-- DATASET RECORDS follows --

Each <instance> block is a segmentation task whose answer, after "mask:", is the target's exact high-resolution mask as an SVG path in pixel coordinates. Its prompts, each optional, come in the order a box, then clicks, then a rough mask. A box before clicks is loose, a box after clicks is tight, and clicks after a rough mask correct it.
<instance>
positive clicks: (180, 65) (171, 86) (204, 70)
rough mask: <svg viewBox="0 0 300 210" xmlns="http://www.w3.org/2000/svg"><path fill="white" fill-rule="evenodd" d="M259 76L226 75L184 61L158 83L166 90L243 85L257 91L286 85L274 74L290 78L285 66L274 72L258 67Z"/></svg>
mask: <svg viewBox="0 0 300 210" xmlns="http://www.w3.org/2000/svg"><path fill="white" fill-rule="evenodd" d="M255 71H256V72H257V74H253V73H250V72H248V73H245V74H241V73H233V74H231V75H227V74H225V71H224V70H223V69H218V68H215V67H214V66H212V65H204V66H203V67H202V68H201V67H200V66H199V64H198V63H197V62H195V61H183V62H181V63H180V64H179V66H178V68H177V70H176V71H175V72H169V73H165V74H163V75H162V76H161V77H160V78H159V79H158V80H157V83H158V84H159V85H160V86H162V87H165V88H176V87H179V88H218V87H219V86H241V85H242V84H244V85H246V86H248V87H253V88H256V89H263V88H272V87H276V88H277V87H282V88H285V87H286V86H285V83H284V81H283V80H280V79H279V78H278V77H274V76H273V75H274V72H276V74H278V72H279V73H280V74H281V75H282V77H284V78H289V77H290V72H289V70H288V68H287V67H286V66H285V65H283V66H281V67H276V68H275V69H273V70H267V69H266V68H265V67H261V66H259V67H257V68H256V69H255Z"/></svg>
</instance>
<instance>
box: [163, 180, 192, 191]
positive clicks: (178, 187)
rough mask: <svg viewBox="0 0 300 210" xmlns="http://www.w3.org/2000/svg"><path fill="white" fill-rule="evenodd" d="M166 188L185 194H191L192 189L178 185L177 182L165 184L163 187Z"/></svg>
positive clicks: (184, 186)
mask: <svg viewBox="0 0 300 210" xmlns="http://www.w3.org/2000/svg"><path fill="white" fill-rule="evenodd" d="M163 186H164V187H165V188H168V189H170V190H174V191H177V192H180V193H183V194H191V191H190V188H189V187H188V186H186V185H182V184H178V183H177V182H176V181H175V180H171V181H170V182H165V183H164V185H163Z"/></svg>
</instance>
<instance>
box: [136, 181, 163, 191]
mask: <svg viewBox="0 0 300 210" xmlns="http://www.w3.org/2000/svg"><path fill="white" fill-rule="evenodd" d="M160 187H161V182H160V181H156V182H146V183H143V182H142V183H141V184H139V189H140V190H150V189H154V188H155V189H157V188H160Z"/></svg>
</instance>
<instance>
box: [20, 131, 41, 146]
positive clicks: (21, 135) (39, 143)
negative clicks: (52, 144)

-- DATASET RECORDS concluded --

For this exercise, output all the data exactly as shown above.

#### OUTPUT FOR THIS EXERCISE:
Each <instance> block is a segmentation task whose answer, after "mask:", is the target's exact high-resolution mask as an SVG path in pixel coordinates. Its prompts, each optional, come in the order a box, then clicks, then a rough mask. A box before clicks is loose, a box after clicks is tight, and clicks after a rough mask correct it.
<instance>
positive clicks: (180, 65) (171, 86) (204, 70)
rough mask: <svg viewBox="0 0 300 210" xmlns="http://www.w3.org/2000/svg"><path fill="white" fill-rule="evenodd" d="M259 76L226 75L184 61L158 83L166 90L243 85L257 91L286 85L274 74L290 78L285 66L274 72L258 67Z"/></svg>
mask: <svg viewBox="0 0 300 210" xmlns="http://www.w3.org/2000/svg"><path fill="white" fill-rule="evenodd" d="M255 71H256V72H257V74H253V73H250V72H248V73H245V74H241V73H233V74H231V75H227V74H225V71H224V70H223V69H218V68H215V67H214V66H212V65H204V66H203V67H202V68H201V67H200V66H199V64H198V63H197V62H195V61H183V62H181V63H180V64H179V66H178V68H177V70H176V71H175V72H169V73H165V74H163V75H162V76H161V77H160V78H159V79H158V80H157V83H158V84H159V85H160V86H162V87H165V88H176V87H179V88H218V87H219V86H241V85H242V84H244V85H246V86H248V87H253V88H256V89H263V88H272V87H276V88H277V87H282V88H285V87H286V86H285V83H284V81H283V80H280V79H279V78H278V77H274V76H273V75H274V72H276V74H278V72H279V73H280V74H281V75H282V77H284V78H289V77H290V72H289V70H288V68H287V67H286V66H285V65H283V66H281V67H276V68H275V69H273V70H267V69H266V68H265V67H261V66H259V67H257V68H256V69H255Z"/></svg>
</instance>
<instance>
box: [163, 180, 192, 191]
positive clicks: (178, 187)
rough mask: <svg viewBox="0 0 300 210" xmlns="http://www.w3.org/2000/svg"><path fill="white" fill-rule="evenodd" d="M166 188L185 194H191L192 189L178 185L177 182L165 184L163 187Z"/></svg>
positive clicks: (184, 186)
mask: <svg viewBox="0 0 300 210" xmlns="http://www.w3.org/2000/svg"><path fill="white" fill-rule="evenodd" d="M163 186H164V187H165V188H168V189H170V190H174V191H177V192H180V193H183V194H191V191H190V188H189V187H188V186H186V185H182V184H178V183H177V182H176V181H175V180H171V181H170V182H165V183H164V185H163Z"/></svg>
</instance>
<instance>
box: [136, 181, 163, 191]
mask: <svg viewBox="0 0 300 210" xmlns="http://www.w3.org/2000/svg"><path fill="white" fill-rule="evenodd" d="M160 187H161V182H160V181H156V182H146V183H143V182H142V183H141V184H139V189H140V190H150V189H154V188H155V189H157V188H160Z"/></svg>
</instance>
<instance>
box: [20, 131, 41, 146]
positive clicks: (21, 135) (39, 143)
negative clicks: (52, 144)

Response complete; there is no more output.